> [Your goal]: From the records below, state how many lines include the word "torii", giving only that number.

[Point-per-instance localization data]
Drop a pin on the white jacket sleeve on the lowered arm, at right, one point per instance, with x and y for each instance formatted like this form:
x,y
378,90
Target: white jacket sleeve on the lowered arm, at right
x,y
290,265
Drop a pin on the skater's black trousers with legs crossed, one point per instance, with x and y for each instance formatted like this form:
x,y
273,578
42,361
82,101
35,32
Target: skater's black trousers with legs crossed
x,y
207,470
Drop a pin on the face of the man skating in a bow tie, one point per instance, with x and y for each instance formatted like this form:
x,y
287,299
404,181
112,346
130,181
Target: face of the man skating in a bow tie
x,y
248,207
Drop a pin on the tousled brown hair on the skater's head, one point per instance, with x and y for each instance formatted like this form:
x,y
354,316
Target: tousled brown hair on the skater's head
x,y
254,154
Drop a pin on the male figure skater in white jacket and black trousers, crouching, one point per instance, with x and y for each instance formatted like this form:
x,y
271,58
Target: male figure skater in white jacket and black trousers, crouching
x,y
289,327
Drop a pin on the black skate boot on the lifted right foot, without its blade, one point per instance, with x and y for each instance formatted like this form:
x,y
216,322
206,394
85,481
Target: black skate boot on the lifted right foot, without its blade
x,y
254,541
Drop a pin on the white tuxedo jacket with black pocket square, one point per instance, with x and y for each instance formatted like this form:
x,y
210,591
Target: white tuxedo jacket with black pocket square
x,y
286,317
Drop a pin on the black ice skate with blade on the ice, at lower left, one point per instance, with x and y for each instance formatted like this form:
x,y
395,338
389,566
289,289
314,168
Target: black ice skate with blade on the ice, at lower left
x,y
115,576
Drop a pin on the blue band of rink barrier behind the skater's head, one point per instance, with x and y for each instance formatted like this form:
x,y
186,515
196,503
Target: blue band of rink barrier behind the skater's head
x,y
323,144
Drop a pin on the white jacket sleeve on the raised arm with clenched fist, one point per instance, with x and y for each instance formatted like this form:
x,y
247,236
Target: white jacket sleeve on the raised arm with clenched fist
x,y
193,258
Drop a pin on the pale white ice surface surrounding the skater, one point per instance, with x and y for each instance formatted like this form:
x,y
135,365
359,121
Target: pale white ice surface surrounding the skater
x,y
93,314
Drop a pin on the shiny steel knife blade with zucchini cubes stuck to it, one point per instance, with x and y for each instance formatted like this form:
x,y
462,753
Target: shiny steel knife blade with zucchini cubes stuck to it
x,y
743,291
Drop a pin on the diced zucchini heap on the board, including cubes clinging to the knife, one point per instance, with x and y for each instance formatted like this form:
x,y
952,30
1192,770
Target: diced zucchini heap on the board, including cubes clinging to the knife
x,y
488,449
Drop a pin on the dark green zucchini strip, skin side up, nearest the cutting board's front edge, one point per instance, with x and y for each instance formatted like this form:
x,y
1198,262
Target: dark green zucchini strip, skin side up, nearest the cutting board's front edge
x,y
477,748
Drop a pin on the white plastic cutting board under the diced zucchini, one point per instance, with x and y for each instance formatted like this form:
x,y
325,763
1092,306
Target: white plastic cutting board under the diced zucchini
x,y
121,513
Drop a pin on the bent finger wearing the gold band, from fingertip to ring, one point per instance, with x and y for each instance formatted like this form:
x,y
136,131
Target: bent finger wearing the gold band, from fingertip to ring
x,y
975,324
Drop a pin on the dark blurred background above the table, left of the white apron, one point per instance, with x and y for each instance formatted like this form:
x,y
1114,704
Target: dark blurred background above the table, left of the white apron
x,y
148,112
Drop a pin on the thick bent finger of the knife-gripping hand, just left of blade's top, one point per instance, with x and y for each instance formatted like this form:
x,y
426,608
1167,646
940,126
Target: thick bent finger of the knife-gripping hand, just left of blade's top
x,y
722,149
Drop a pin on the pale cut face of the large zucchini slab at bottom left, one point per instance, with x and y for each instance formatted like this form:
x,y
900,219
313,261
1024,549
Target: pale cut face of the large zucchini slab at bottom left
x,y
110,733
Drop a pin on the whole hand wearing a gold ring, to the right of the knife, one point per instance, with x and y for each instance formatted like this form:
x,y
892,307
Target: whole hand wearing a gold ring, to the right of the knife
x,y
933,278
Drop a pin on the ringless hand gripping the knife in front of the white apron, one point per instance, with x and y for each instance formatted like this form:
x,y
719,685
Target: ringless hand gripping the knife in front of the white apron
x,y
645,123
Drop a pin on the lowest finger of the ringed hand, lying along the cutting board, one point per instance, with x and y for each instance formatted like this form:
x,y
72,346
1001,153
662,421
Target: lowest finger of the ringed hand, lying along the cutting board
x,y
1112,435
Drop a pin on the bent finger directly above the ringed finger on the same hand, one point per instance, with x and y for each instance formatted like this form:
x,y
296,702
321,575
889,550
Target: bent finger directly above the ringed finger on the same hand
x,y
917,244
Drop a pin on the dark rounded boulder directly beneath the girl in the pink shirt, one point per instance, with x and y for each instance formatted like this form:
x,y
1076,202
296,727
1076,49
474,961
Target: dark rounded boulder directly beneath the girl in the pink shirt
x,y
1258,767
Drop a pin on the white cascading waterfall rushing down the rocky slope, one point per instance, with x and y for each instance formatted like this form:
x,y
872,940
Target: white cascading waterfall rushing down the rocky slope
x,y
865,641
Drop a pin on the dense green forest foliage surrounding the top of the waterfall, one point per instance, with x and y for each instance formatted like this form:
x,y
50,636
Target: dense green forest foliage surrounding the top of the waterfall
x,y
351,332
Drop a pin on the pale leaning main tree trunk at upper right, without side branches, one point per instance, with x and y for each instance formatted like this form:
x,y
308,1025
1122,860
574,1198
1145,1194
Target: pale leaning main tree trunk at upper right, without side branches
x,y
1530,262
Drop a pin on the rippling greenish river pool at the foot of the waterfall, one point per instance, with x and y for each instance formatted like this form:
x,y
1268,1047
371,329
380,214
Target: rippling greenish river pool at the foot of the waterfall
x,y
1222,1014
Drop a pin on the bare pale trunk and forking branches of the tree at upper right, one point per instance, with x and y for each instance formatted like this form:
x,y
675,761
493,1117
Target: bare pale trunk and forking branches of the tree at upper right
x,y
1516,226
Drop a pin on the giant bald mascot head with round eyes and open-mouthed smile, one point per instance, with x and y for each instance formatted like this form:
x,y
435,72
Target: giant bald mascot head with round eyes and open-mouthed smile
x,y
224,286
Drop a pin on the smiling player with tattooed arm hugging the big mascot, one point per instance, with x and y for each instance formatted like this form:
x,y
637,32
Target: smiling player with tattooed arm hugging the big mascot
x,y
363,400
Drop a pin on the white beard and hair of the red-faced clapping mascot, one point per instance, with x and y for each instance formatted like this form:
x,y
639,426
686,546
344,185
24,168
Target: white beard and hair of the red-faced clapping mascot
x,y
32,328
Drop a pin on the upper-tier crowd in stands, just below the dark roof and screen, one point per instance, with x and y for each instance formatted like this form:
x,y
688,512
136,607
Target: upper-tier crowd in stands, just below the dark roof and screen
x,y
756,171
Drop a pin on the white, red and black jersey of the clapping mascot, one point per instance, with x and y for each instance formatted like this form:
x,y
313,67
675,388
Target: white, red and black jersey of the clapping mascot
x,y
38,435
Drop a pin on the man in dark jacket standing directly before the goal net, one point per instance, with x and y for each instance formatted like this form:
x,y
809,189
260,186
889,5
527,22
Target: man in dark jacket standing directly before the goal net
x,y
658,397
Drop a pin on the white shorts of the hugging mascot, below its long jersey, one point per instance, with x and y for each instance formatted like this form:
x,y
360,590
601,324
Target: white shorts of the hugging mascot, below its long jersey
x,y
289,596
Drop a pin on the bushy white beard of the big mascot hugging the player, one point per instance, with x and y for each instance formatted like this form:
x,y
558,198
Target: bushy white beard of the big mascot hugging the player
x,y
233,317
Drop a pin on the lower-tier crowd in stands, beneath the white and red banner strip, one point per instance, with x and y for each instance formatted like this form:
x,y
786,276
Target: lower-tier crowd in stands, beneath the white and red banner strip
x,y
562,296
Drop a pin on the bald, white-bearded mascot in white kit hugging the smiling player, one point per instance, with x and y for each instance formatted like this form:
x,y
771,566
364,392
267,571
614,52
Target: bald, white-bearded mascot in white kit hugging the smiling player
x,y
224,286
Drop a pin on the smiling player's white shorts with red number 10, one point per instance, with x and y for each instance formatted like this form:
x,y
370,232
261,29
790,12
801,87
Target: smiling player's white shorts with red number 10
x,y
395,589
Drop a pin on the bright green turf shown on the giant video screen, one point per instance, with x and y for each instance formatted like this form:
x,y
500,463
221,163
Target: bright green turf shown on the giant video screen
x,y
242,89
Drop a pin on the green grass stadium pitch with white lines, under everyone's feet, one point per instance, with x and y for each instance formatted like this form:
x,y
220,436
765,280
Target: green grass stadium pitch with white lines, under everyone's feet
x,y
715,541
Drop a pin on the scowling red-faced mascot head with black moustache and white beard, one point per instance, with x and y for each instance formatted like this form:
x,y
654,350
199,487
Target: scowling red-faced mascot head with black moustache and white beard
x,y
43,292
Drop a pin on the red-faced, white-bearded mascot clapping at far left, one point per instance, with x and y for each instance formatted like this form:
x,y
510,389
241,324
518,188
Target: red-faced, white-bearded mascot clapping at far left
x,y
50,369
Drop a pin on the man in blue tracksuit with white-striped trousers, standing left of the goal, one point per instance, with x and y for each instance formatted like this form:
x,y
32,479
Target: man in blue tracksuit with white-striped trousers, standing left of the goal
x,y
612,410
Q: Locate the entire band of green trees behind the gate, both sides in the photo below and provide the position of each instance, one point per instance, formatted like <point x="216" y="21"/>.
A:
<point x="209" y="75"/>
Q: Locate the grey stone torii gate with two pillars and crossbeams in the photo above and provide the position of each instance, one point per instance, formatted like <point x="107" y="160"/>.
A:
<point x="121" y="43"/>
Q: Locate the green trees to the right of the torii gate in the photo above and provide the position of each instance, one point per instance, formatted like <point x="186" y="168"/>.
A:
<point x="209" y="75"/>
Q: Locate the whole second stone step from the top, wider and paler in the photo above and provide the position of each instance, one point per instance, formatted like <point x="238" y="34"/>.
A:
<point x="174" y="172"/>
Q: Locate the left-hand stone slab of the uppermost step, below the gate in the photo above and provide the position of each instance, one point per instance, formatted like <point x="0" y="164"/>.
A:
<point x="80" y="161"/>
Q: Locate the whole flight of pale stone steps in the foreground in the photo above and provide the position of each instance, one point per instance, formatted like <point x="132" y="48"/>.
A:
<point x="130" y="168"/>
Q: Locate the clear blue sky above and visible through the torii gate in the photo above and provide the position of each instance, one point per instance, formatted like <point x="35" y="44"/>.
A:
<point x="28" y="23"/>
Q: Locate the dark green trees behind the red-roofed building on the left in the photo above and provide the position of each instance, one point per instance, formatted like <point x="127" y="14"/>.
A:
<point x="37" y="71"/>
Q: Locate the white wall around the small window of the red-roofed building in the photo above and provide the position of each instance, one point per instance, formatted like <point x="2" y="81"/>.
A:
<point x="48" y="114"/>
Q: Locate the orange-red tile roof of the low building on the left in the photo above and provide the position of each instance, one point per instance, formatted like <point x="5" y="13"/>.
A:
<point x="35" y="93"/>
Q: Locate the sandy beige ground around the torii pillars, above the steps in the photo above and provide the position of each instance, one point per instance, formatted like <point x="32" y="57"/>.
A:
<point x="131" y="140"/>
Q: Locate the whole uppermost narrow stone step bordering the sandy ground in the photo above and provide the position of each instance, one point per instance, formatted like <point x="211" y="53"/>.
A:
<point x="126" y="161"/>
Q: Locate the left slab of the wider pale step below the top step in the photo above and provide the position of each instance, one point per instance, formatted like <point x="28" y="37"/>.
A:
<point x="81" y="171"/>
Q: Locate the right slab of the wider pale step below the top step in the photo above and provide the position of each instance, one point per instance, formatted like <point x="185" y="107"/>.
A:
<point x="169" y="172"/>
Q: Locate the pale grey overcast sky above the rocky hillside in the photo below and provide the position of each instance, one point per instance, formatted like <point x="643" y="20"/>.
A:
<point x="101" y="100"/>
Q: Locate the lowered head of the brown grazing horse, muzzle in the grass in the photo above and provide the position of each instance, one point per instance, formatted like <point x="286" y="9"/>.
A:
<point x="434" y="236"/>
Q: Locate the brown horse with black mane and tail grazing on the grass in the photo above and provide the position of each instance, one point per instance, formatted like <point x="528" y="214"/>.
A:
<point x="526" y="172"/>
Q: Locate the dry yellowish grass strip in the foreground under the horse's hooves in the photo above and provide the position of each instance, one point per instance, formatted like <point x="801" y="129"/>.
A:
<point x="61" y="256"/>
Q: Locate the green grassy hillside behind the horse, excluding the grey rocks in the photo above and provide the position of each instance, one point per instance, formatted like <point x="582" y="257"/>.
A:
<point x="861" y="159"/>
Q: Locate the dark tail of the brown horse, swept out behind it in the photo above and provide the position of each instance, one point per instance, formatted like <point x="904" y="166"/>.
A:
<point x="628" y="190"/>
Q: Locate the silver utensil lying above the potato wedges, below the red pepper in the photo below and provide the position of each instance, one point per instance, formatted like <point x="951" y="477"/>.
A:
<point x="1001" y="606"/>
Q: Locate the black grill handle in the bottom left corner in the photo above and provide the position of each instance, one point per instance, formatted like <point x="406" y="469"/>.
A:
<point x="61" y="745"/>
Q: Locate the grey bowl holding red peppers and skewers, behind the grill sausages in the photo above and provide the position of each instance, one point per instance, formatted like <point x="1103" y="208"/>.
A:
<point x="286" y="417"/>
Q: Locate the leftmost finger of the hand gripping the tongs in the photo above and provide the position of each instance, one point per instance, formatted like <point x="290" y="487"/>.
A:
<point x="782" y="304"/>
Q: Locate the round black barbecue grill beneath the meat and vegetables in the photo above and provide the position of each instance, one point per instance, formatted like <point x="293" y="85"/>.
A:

> [Exercise result]: 4